Les Grands Dossiers de Diplomatie
Quelle place pour les robots dans les conflits futurs ?
Les robots semblent envahir l’univers militaire et la peur de guerres menées par robots intelligents interposés se fait de plus en plus présente. S’il ne faut pas sous-estimer les risques que ces machines représentent, il faut toutefois se garder d’en faire des « acteurs » des conflits futurs.
La perspective de guerres aux engagements limités, aux victoires rapides, marginalisant le champ de bataille traditionnel, conduites avec des armements suffisamment élaborés pour mener des frappes chirurgicales en diminuant les risques de blessures et de morts, voire en envisageant la possibilité de supprimer le risque létal, a fortement impacté les esprits et contribué au développement de systèmes d’armes de plus en plus sophistiqués.
Dans ce cadre général, la robotique associée à l’intelligence artificielle semble ouvrir le champ des possibles à des conflits menés par des robots. Entre mythe et réalité, la robotique militaire trace son chemin en profitant du temps perdu dans des débats sans fin et du manque d’honnêteté des États.
De là à envisager les robots comme des acteurs des conflits à venir, il n’est qu’un pas aisé à franchir mais qui nécessite une réflexion préalable.
Un rapide état des lieux
Les robots militaires sont une réalité. L’affirmation peut sembler triviale, mais elle est importante pour comprendre que le débat n’est pas de savoir s’il est légal/illégal ou moral/immoral d’employer des machines sur les théâtres d’opérations, ou même s’il faut les redouter ou se réjouir de leur prolifération. Ces questions ont été savamment éludées par des gouvernements bien plus intéressés par les débouchés économiques ou les avantages politiques que représente la robotique militaire, que par les interrogations philosophiques ou juridiques qu’elle suscite fort légitimement (1).
#####
D'après le texte extrait, qu'est-ce qui intéresse bien plus les gouvernements que les interrogations philosophiques ou juridiques suscitées par la robotique militaire ? Répondez en une phrase, s'il vous plaît.

### SECTION DES DONNÉES
#####
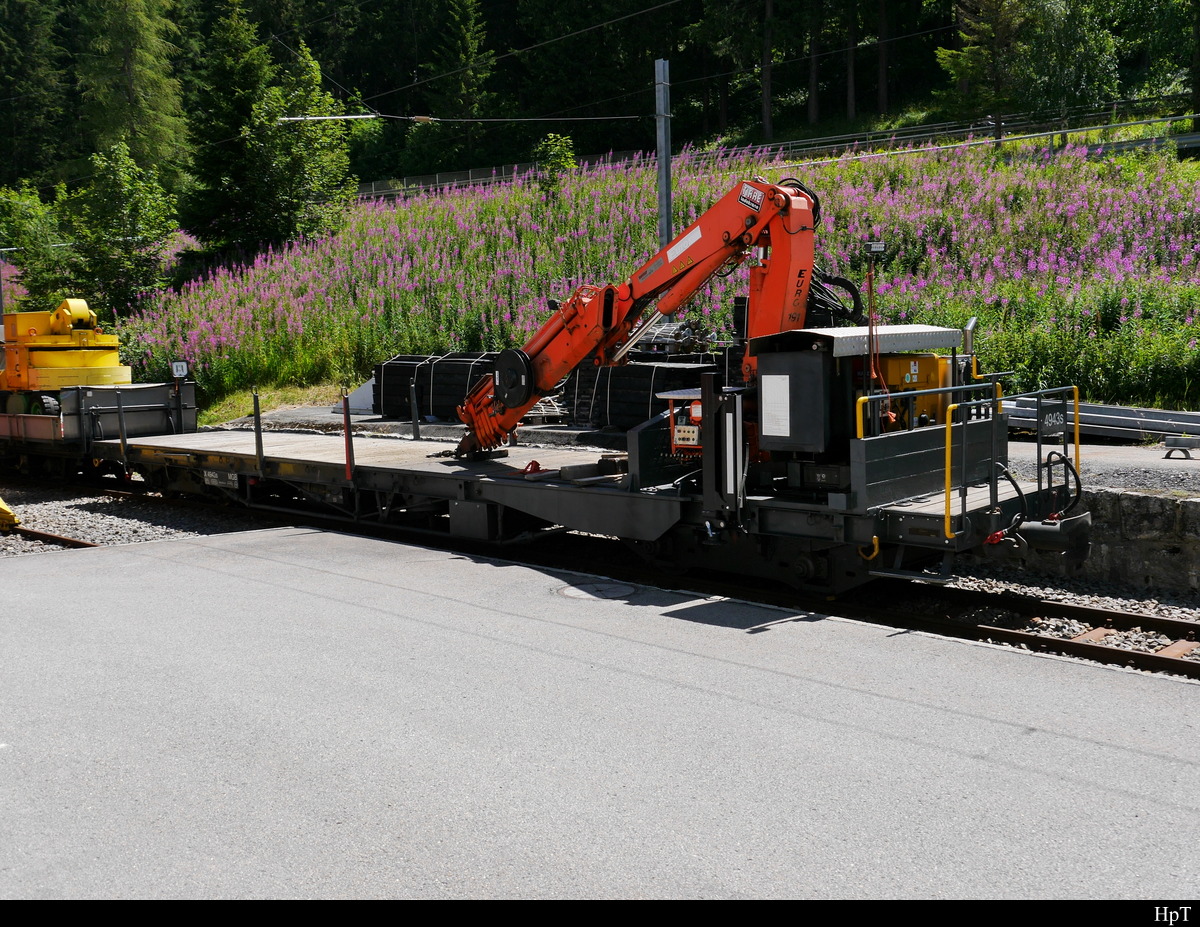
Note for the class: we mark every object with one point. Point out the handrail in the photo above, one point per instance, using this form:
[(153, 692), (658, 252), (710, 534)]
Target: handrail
[(949, 470), (912, 394), (949, 441)]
#####
### SOLUTION PROPOSÉE
Les gouvernements s'intéressent bien plus aux débouchés économiques ou aux avantages politiques que représente la robotique militaire.